# PASSAGE TO READ
· · · · · · ·

Plugin download by the vSphere Web Client from the VR machine fails
Plugin deployment in vSphere Web Client fail

To investigate further and resolve this issue:

Check /var/log/vmware/vsphere-client/logs/vsphere_client_virgo.log for hbr messages.
To clean up any VR UI plugin files:
1. Stop the vsphere-client process using this command:
  
  /etc/init.d/vsphere-client stop (or kill -9)
2. Find all hbr related files/folders under /usr/lib - by hbr substring and then by build number (to see all files/folders):
3. Change to the /usr/lib directory:
  
  # cd /usr/lib
4. Find all hbr entries:
  
  # find . -name '*hbr*'
  
  ./vmware-vsphere-client/server/work/deployer/s/global/122/0/vr-service-6.0.0.3648226.jar/com/vmware/vr/client/hbr
  ./vmware-vsphere-client/server/work/deployer/s/global/122/0/vr-service-6.0.0.3648226.jar/com/vmware/vr/client/hbrservice
  ./vmware-vsphere-client/server/work/deployer/s/global/121/0/topology-service-6.0.0.3648226.jar/com/vmware/vr/client/hbr
5. Find all entries for the build you're using, for example:
  
  # find . -name '*3648226*'
  ./vmware-vsphere-client/server/work/deployer/s/global/122/0/vr-service-6.0.0.3648226.jar
  ./vmware-vsphere-client/server/work/deployer/s/global/123/0/vr-ui-war-6.0.0.3648226.war
  ./vmware-vsphere-client/server/work/deployer/s/global/121/0/topology-service-6.0.0.3648226.jar
  ./vmware-vsphere-client/server/work/deployer/s/global/120/0/hms-vmodl-6.0.0.3648226.jar
6. Delete all files identified by steps d and e.

· · · · · · ·

# PROBLEM SET
a. In the troubleshooting text:
(i) Which log file should be checked for hbr messages?
(ii) What command stops the vsphere-client process?
(iii) In which directory are the hbr related files and folders searched for?
b. Could you write out the troubleshooting text again, starting with "Plugin download by" and going on through "(or kill -9)", but with "VR machine" changed to "VR appliance"?

· · · · · · ·

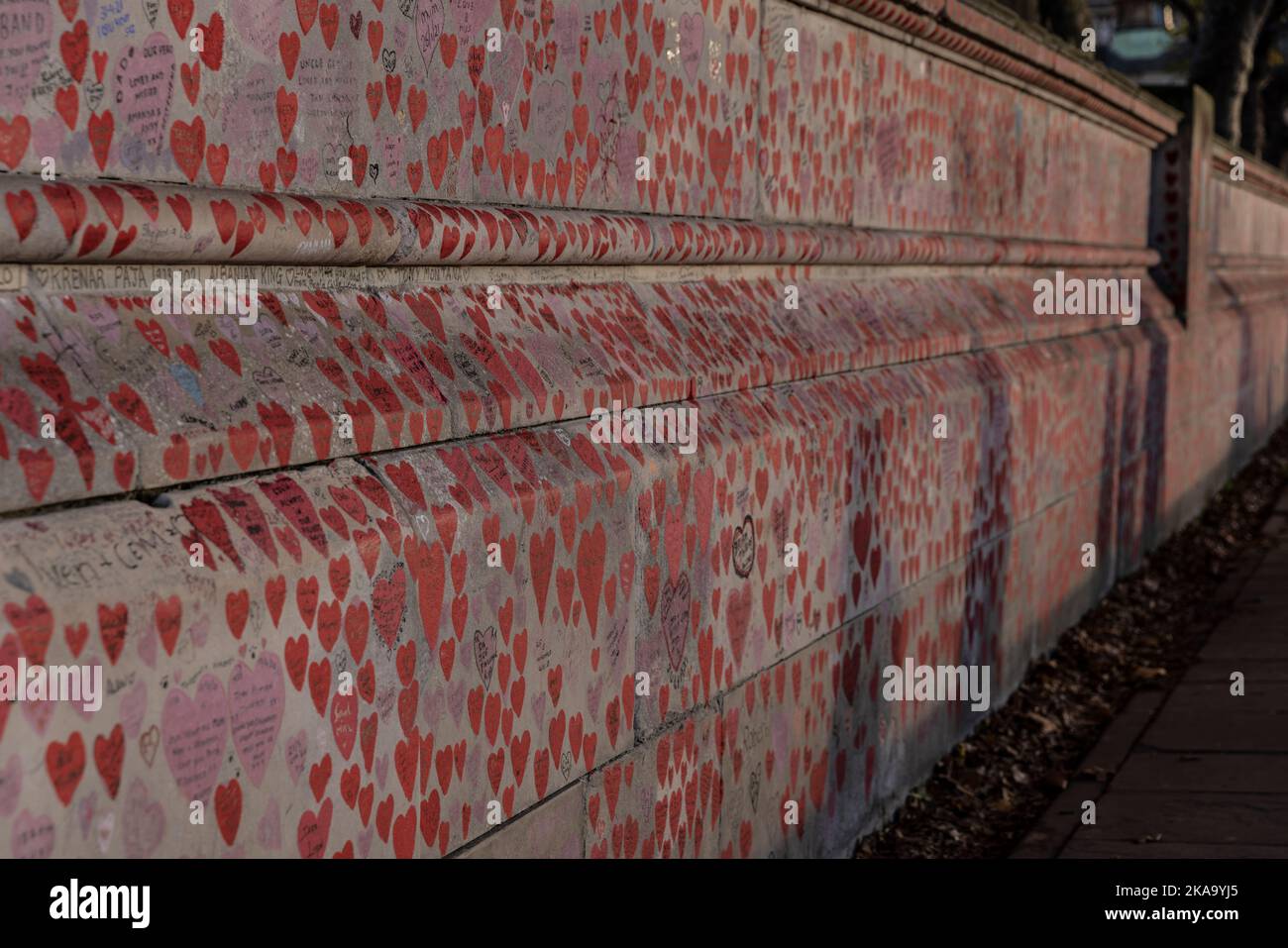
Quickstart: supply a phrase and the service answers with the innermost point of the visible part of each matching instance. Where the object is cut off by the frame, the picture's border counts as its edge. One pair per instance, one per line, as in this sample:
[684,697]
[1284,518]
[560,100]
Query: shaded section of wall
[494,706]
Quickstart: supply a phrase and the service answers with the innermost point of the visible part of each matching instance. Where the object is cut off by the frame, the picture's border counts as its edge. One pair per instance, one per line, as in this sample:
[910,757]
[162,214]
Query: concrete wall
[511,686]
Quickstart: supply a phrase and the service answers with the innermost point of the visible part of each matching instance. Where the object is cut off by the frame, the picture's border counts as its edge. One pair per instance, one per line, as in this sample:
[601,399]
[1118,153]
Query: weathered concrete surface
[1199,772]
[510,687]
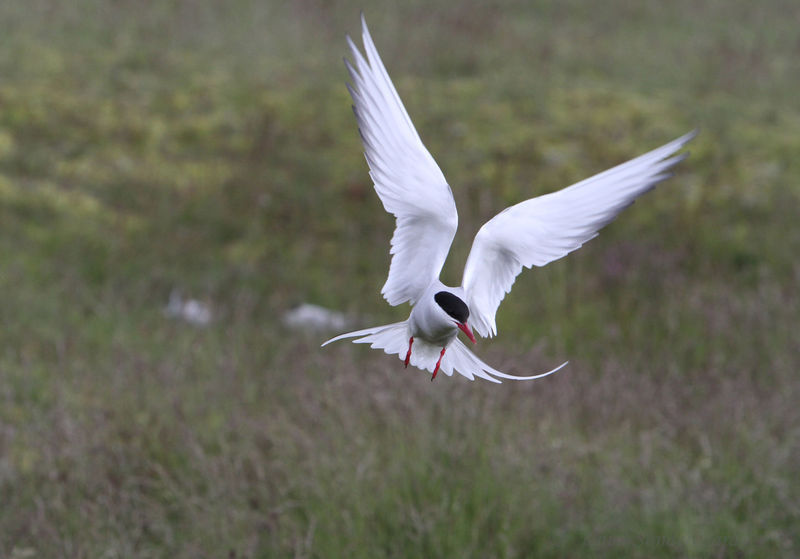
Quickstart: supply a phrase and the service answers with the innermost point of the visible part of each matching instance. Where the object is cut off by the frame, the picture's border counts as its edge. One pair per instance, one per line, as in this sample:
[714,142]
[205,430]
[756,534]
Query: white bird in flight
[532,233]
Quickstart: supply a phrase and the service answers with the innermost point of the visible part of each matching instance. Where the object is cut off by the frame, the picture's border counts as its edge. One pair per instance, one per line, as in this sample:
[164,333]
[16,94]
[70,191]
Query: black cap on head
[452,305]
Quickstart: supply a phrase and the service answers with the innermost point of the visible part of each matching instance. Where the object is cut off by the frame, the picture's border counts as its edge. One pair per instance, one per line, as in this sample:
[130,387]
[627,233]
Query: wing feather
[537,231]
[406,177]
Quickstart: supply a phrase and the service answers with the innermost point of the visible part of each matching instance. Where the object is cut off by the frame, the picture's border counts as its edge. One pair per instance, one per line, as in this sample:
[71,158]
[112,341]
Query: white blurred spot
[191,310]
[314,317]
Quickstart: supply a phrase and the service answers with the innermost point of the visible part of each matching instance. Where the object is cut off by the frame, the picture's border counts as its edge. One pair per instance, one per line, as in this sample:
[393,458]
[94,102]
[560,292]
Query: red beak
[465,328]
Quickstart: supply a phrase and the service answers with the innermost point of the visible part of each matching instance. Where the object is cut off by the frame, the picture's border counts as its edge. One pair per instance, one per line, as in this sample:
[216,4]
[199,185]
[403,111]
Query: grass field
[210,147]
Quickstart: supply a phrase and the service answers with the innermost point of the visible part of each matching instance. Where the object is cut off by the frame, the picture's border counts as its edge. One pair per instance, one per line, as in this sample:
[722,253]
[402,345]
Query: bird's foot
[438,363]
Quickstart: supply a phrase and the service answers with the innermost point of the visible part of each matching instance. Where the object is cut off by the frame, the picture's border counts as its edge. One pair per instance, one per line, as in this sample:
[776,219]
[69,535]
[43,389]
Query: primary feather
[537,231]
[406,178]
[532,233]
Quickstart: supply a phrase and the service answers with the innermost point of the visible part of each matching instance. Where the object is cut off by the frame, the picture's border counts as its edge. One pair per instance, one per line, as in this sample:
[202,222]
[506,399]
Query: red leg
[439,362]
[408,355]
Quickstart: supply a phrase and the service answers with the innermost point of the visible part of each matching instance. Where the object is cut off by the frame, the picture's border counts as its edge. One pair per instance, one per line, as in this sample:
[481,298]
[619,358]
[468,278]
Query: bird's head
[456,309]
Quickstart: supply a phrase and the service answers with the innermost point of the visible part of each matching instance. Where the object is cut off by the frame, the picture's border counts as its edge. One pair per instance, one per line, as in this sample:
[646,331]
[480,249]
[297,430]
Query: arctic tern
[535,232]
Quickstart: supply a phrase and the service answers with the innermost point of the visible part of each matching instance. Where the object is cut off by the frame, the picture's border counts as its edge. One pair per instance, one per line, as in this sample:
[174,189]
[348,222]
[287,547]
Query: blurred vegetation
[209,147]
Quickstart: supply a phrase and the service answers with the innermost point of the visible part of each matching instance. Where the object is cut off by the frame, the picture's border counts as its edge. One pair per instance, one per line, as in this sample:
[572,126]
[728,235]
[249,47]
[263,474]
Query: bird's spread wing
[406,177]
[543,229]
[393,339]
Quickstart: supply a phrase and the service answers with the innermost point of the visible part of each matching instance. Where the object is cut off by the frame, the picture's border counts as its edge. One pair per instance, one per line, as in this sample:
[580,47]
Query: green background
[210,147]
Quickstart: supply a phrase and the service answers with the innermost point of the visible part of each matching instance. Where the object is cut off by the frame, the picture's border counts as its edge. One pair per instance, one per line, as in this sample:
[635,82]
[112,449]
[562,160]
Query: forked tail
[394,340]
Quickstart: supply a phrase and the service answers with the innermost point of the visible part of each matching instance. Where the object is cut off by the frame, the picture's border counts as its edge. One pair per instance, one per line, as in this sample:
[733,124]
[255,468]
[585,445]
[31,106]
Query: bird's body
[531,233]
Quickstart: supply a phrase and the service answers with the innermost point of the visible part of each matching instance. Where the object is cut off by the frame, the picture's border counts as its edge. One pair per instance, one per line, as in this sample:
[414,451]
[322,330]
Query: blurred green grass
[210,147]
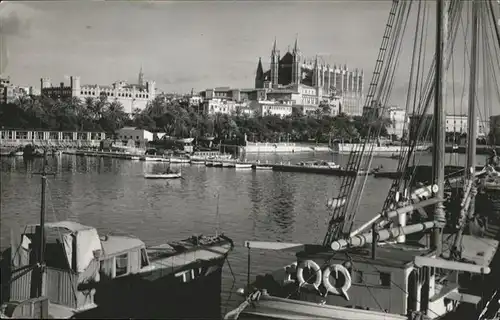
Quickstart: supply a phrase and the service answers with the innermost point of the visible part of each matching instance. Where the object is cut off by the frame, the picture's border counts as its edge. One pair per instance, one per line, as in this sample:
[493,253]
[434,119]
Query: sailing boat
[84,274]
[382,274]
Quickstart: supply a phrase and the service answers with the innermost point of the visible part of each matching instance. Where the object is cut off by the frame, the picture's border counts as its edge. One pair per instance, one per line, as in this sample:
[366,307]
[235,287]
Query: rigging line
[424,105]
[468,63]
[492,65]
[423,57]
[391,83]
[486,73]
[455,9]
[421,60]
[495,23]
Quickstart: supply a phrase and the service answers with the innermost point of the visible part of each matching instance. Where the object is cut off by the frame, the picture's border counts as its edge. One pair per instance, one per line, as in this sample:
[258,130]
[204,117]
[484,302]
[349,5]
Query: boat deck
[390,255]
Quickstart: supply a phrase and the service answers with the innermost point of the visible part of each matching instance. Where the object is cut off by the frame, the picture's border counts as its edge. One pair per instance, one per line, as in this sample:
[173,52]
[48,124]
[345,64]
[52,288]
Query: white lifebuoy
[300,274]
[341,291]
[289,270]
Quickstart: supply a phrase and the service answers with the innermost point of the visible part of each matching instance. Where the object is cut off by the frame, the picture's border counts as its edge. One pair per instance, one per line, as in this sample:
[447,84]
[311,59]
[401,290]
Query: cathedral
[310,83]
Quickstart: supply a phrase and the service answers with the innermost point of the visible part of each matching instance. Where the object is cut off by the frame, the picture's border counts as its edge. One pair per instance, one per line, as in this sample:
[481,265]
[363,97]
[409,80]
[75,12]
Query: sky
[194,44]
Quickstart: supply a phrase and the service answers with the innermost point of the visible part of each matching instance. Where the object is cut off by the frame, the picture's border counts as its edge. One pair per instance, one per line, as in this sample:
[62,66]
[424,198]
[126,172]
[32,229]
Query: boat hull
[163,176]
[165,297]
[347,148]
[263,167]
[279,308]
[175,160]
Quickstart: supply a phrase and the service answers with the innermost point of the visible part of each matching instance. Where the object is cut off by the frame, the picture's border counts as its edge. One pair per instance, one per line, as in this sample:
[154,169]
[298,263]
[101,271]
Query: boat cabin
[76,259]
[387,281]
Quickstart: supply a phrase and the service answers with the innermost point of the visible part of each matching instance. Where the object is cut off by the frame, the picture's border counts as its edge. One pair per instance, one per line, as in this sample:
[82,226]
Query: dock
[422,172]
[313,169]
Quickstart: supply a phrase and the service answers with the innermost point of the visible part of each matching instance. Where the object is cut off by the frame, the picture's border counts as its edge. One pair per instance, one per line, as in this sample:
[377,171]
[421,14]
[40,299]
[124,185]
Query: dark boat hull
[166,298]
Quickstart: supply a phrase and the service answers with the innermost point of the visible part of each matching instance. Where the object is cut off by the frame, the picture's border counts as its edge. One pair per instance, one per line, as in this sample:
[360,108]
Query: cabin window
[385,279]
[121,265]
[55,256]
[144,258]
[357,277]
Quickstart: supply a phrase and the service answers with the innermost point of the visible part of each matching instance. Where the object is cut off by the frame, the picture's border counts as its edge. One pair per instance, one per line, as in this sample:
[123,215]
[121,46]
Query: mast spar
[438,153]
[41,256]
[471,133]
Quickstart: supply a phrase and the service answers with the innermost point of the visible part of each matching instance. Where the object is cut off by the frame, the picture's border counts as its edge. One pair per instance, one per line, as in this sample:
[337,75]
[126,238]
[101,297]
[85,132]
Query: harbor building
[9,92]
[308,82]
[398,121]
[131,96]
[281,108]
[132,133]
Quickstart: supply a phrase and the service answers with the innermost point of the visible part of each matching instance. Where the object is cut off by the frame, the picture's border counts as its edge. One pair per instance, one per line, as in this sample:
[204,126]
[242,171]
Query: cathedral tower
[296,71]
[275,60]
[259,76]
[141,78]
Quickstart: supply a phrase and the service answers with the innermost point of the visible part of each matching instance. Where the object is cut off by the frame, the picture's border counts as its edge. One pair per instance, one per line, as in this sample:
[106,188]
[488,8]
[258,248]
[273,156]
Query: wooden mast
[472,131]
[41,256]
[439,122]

· · · · · · ·

# RESPONSES PER TASK
a.
(i) /var/log/vmware/vsphere-client/logs/vsphere_client_virgo.log
(ii) /etc/init.d/vsphere-client stop (or kill -9)
(iii) /usr/lib

b.
Plugin download by the vSphere Web Client from the VR appliance fails
Plugin deployment in vSphere Web Client fail

To investigate further and resolve this issue:

Check /var/log/vmware/vsphere-client/logs/vsphere_client_virgo.log for hbr messages.
To clean up any VR UI plugin files:
1. Stop the vsphere-client process using this command:
  
  /etc/init.d/vsphere-client stop (or kill -9)